Point annotations for photos:
+ + + +

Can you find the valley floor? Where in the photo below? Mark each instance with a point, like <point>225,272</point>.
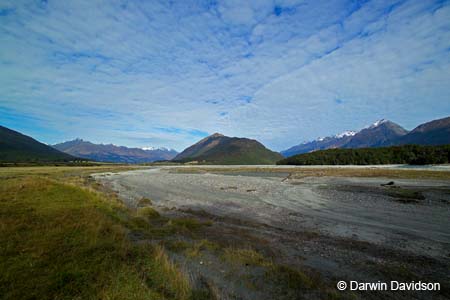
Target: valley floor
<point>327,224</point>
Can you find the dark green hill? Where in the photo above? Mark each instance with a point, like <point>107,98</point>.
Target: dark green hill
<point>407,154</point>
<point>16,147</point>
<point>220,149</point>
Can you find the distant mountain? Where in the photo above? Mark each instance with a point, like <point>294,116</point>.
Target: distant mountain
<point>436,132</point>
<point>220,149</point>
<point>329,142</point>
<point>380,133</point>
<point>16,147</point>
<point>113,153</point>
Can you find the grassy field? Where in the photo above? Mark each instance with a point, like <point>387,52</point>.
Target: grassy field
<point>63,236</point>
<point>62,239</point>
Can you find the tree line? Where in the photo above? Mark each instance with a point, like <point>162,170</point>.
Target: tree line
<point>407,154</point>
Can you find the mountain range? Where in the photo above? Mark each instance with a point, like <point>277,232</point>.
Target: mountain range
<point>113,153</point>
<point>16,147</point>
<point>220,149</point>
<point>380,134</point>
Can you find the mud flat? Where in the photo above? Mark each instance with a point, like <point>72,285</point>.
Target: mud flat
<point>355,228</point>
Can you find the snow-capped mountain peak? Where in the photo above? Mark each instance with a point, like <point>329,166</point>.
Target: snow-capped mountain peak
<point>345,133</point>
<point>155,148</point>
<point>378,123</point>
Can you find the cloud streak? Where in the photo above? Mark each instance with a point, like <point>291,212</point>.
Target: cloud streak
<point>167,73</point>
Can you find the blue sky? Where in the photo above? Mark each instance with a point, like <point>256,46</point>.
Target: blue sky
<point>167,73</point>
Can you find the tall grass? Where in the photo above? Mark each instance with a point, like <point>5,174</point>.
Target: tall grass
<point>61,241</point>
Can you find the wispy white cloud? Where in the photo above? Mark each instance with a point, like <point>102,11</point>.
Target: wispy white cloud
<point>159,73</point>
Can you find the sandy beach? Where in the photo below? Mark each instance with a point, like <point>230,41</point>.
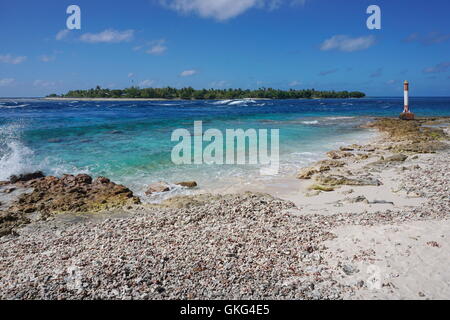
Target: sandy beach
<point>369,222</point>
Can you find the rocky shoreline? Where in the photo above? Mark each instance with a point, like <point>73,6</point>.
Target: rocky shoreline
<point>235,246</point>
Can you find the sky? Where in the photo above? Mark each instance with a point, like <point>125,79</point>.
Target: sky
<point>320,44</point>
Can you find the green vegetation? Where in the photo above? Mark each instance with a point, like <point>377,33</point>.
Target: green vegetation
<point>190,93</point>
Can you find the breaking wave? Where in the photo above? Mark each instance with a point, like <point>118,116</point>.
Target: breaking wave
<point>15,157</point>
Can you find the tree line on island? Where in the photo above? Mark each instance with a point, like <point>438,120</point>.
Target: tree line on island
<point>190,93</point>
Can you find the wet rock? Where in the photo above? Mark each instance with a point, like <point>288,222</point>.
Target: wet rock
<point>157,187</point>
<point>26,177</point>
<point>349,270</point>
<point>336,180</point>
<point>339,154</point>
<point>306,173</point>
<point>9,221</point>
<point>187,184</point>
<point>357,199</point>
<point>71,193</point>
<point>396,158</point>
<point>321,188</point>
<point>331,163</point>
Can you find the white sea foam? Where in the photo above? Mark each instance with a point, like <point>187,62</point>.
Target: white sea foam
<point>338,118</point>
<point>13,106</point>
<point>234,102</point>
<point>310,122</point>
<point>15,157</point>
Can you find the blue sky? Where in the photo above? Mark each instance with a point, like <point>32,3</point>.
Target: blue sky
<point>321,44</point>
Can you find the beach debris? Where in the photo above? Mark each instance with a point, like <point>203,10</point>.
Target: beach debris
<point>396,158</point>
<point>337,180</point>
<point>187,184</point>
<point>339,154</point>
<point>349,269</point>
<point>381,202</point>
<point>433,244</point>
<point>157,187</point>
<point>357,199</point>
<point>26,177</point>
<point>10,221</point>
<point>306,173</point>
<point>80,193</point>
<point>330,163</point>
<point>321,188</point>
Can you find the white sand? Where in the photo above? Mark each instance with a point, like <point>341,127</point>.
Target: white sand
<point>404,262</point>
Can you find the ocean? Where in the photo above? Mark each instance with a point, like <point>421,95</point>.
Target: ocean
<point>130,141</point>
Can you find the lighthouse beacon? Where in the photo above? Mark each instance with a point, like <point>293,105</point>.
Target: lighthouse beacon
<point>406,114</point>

+ + + +

__Requirement__
Rewrite all of these lines with "photo" renamed to "image" and nothing else changed. Omit the pictures.

__Reply to the exercise__
Can you find the valley floor? Where in the image below? Mark each instance with a point, like <point>225,272</point>.
Target: valley floor
<point>327,224</point>
Can you find the dark green hill? Where in the image above? Mark each instance with a point, like <point>107,98</point>.
Target: dark green hill
<point>407,154</point>
<point>16,147</point>
<point>220,149</point>
Can you find the distant mountain? Where in the image above? Mark each instance with a point, like <point>294,116</point>.
Target: distant mountain
<point>436,132</point>
<point>220,149</point>
<point>329,142</point>
<point>380,133</point>
<point>16,147</point>
<point>113,153</point>
Can you find the grassy field? Where in the image above? Mark each instance with a point, like <point>387,52</point>.
Target: grassy field
<point>63,236</point>
<point>62,239</point>
Can you find the tree line? Where in the image above? Mark each instance with a point, like <point>162,170</point>.
Target: tree line
<point>407,154</point>
Can you find the mountain range? Where in the image above? Mark each instance with a point, like <point>277,232</point>.
Target: mountain range
<point>113,153</point>
<point>16,147</point>
<point>220,149</point>
<point>380,134</point>
Can you find the mud flat? Where in the image above? Mark each instance with a point, like <point>72,285</point>.
Target: mud flat
<point>355,228</point>
Can you find the snow-capped mountain peak? Where in the image above? Mark each instance with a point, like <point>329,166</point>.
Target: snow-capped mountain peak
<point>345,133</point>
<point>155,148</point>
<point>378,123</point>
Can you find the cloud streak? Where in the image above? Mark each instance with a point, like <point>291,212</point>.
Target: cloud streak
<point>167,73</point>
Can you find the blue sky? Where in the image above? Mark each instance with a point, like <point>256,46</point>.
Target: blue sky
<point>167,73</point>
Can you find the tall grass? Where in the image above? Mark each instance with a point, like <point>5,174</point>.
Target: tall grass
<point>61,241</point>
Can you find the wispy white cloud? Where in the image above? Mark each instance with a point, like <point>102,11</point>.
Target: wispy white cloud
<point>159,73</point>
Can you find the sandy beach? Where in the image below? Mark each instance with a point, like <point>230,41</point>.
Target: sandy beach
<point>369,222</point>
Can you find the rocky shoreline? Where in the image above? Mark each instance with a point, like <point>73,6</point>.
Target: rocky shoreline
<point>235,246</point>
Can you find the sky? Where in the image above? Mark each instance with a point, like <point>125,79</point>.
Target: sky
<point>320,44</point>
Can you find the green vegetation? Where in the image above? Mark each instance with a point, like <point>377,33</point>.
Target: green vegetation
<point>190,93</point>
Can you find the breaking wave? Where in the image above? Mark each instance with a point, like <point>118,116</point>.
Target: breaking wave
<point>15,157</point>
Can you find the tree line on island? Where in the image above? Mark each instance with a point, like <point>438,120</point>.
Target: tree line on island
<point>190,93</point>
Can you find the wet rock? Where in the image above? Mark each instance with a point, like <point>288,222</point>.
Target: wet rock
<point>157,187</point>
<point>26,177</point>
<point>349,270</point>
<point>336,180</point>
<point>339,154</point>
<point>306,173</point>
<point>9,221</point>
<point>187,184</point>
<point>357,199</point>
<point>71,193</point>
<point>396,158</point>
<point>321,188</point>
<point>331,163</point>
Can you find the white sea foam? Where in the image above? Mark each instance with a point, like <point>187,62</point>.
Target: white sea foam
<point>338,118</point>
<point>13,106</point>
<point>234,102</point>
<point>310,122</point>
<point>15,157</point>
Can you find the blue sky? Where in the image above? Mark each instance with a point, like <point>32,3</point>.
Target: blue sky
<point>321,44</point>
Can you find the beach debris? Where in the image above? Mark each instance with a point, like <point>203,10</point>.
Target: beach debris
<point>396,158</point>
<point>337,180</point>
<point>187,184</point>
<point>339,154</point>
<point>349,269</point>
<point>381,202</point>
<point>433,244</point>
<point>157,187</point>
<point>357,199</point>
<point>26,177</point>
<point>10,221</point>
<point>306,173</point>
<point>80,193</point>
<point>330,163</point>
<point>321,188</point>
Can you find the white sand? Where in the image above? Mark each instance with a point, like <point>341,127</point>.
Target: white sand
<point>404,262</point>
Can you find the ocean? Where in the image above? Mark each instance with a point, like <point>421,95</point>.
Target: ocean
<point>130,141</point>
Can you find the lighthouse beacon? Where in the image above? Mark each instance with a point, like <point>293,105</point>.
Target: lighthouse beacon
<point>406,114</point>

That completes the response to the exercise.